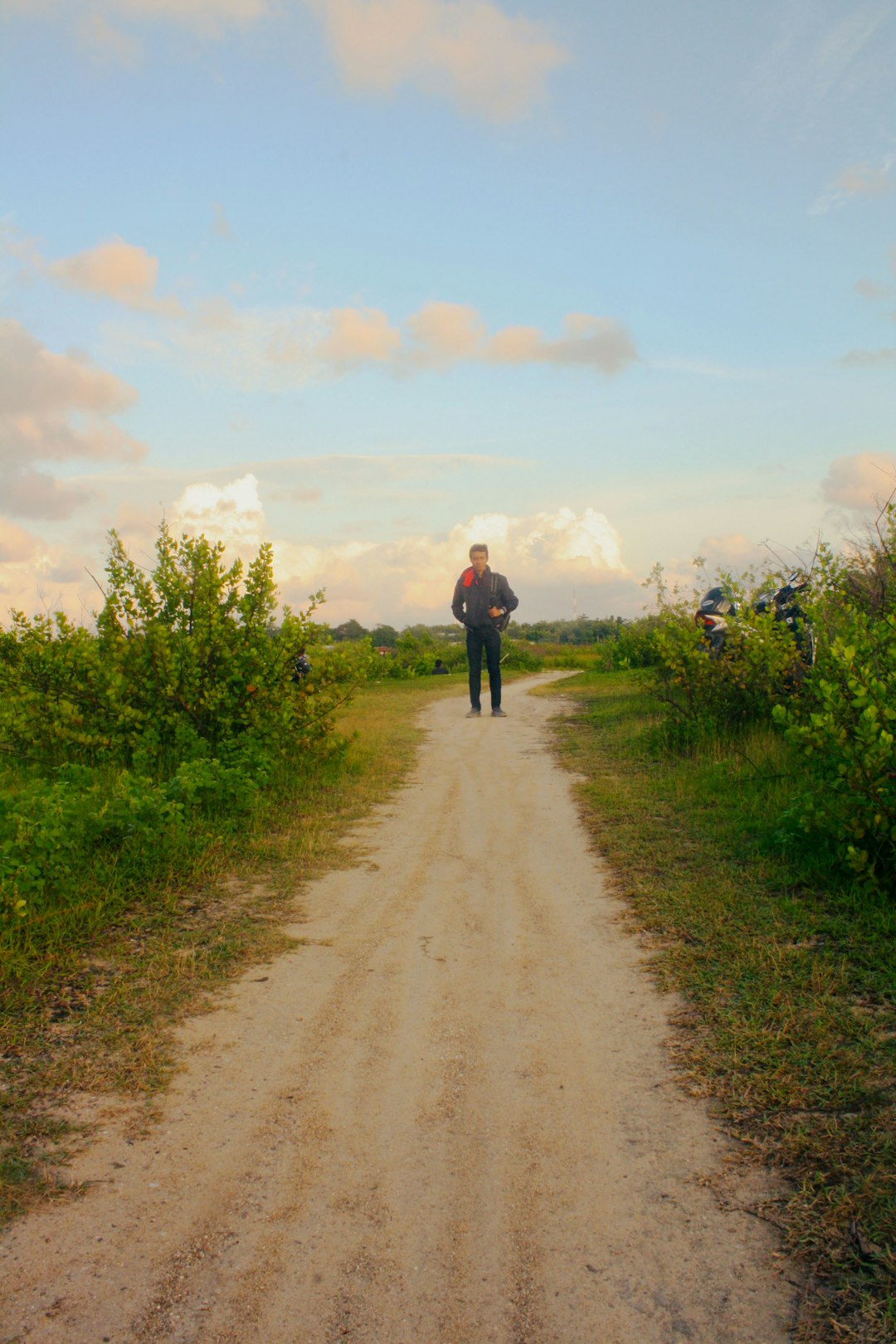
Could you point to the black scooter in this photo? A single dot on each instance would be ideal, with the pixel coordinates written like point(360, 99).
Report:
point(716, 608)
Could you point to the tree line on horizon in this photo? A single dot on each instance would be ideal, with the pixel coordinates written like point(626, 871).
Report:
point(582, 631)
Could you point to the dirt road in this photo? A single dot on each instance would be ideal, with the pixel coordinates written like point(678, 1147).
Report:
point(450, 1118)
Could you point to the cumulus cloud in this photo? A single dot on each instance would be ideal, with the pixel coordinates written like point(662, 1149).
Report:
point(15, 544)
point(411, 578)
point(116, 270)
point(857, 180)
point(860, 481)
point(229, 514)
point(868, 358)
point(468, 50)
point(281, 348)
point(358, 336)
point(106, 42)
point(54, 407)
point(874, 290)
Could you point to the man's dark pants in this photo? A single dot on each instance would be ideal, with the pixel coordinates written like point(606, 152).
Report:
point(484, 637)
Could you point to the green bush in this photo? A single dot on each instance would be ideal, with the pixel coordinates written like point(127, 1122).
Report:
point(709, 694)
point(845, 726)
point(180, 704)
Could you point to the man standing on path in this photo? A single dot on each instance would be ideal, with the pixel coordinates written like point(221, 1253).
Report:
point(483, 602)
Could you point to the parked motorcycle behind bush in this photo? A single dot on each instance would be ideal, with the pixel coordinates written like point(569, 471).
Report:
point(716, 609)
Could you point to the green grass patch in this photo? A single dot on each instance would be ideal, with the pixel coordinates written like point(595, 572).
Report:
point(90, 992)
point(789, 983)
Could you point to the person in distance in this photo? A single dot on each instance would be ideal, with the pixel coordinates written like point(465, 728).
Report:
point(483, 602)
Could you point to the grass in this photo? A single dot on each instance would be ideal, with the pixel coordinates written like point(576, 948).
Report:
point(90, 1001)
point(787, 983)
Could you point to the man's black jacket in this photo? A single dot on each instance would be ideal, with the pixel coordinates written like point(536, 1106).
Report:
point(473, 598)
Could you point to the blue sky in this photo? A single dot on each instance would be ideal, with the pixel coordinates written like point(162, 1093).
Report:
point(601, 285)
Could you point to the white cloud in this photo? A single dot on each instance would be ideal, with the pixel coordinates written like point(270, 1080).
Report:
point(288, 347)
point(229, 514)
point(470, 51)
point(869, 358)
point(860, 179)
point(860, 481)
point(116, 270)
point(54, 407)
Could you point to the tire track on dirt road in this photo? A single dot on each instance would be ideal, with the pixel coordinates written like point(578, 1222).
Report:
point(449, 1118)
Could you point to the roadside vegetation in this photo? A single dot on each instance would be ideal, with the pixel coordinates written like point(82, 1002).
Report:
point(747, 811)
point(165, 788)
point(169, 778)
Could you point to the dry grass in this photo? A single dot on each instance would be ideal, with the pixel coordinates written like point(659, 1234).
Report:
point(789, 984)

> Assignment: Write out an exact transcription of the line with "Could you point to the dry" and of each line after it; stop at the end of the records.

> Answer to this problem:
Could you point to the dry grass in this photo? A single dot on each instance would be ideal, with the pixel coordinates written like point(659, 1234).
Report:
point(789, 984)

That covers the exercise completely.